====== Фрагмент документа ======
Руководил нашей школой Марк Семенович Морозов. Название «образцовая» оправдывалось следующими его нововведениями. Все вплоть до седьмого класса (я пришел в школу, когда она была еще мужская) ходили подстриженные под ноль. До сих пор помню зрелище поблескивающих черепов, особенно впечатляющее в сумеречные часы. Можно было отвлечься от того, что говорили учителя, и погрузиться в изучение форм черепов. Колоссально интересное занятие! Одни черепа были круглы, как бильярдные шары, другие впечатляли нестандартностью изломов. Какой выразительный череп был у мальчика по фамилии Мехельсон!


Ежегодная трудовая повинность в колхозе с Левой Васильевым. 1957 год


Ленинград. С Левой Додиным. Эпоха «чеса»

Другое нововведение заключалось в том, что одеты все мы были в сталинские мундиры, только черненькие: френчики с двумя карманами на груди. До седьмого класса мундирчики были с отложными воротничками, начиная с седьмого – со стоячими. С седьмого класса допускались послабления по части шевелюры: можно было стричься под легкий бобрик.
======
-- Вопросы по материалу --
a. Перескажите в виде краткого списка абзац фрагмента о школе, начинающийся словами «Другое нововведение заключалось», сохранив основные факты.
b. Объясните по фрагменту о школе, чем оправдывалось название «образцовая».
c. Кто, согласно фрагменту о школе, руководил школой?
Приведенные далее данные получены из другого источника.
====== Входные данные ======
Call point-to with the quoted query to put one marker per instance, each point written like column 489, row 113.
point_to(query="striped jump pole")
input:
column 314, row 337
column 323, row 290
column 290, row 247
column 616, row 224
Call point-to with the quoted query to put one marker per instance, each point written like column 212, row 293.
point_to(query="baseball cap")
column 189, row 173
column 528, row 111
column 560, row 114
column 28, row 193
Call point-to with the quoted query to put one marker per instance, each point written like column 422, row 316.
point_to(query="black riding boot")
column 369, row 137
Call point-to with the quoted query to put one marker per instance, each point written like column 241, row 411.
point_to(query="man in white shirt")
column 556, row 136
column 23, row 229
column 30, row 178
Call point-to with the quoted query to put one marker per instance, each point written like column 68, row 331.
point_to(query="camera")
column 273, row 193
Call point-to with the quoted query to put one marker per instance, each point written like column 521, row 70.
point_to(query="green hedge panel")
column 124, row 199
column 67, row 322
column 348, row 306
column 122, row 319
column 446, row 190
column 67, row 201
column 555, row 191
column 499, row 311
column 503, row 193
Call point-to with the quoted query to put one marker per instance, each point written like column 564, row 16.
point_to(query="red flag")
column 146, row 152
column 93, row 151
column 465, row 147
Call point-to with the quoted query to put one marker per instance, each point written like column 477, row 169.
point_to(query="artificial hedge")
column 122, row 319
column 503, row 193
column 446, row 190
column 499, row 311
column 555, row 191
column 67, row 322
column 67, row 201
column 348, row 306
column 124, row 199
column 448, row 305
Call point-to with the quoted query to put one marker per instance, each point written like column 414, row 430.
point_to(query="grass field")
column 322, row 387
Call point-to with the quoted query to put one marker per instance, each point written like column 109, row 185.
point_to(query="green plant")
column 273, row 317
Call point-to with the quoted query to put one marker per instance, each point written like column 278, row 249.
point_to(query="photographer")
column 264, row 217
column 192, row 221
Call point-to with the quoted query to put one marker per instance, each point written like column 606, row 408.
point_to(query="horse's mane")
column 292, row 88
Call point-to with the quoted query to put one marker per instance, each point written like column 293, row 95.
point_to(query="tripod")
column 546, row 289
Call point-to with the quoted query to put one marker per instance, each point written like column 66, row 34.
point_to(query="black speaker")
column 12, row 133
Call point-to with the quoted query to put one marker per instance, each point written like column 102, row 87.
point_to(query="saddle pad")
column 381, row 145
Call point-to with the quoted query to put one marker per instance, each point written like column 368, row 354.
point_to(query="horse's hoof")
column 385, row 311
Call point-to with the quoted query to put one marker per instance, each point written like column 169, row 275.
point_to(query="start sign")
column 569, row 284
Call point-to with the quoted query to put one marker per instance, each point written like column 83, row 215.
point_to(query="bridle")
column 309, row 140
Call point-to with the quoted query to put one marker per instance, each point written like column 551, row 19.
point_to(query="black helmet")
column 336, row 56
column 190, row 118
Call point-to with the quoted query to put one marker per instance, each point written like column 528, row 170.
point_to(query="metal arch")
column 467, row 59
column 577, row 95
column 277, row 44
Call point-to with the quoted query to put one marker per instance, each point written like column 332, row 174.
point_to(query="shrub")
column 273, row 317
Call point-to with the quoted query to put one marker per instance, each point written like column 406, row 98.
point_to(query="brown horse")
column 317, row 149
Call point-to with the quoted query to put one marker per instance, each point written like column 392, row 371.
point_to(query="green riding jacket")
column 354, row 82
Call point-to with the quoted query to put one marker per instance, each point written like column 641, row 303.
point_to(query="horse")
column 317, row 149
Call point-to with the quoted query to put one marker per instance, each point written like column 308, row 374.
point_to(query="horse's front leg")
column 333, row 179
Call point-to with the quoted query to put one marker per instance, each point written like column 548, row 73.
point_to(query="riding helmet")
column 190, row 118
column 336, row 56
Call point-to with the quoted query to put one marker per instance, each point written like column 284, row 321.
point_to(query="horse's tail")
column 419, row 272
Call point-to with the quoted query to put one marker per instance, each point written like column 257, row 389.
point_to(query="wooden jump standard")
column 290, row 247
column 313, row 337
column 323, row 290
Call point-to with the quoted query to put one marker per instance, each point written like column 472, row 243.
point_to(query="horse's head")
======
-- Ответы по заданиям --
a.
- Все ученики носили черные мундиры сталинского образца: френчи с двумя нагрудными карманами.
- До седьмого класса у мундиров были отложные воротнички, с седьмого класса стоячие.
- С седьмого класса разрешалось стричься под легкий бобрик.

b. Название «образцовая» оправдывалось нововведениями директора Марка Семеновича Морозова. Ученики до седьмого класса стриглись под ноль, а все ученики носили черные мундиры сталинского образца.

c. Марк Семенович Морозов.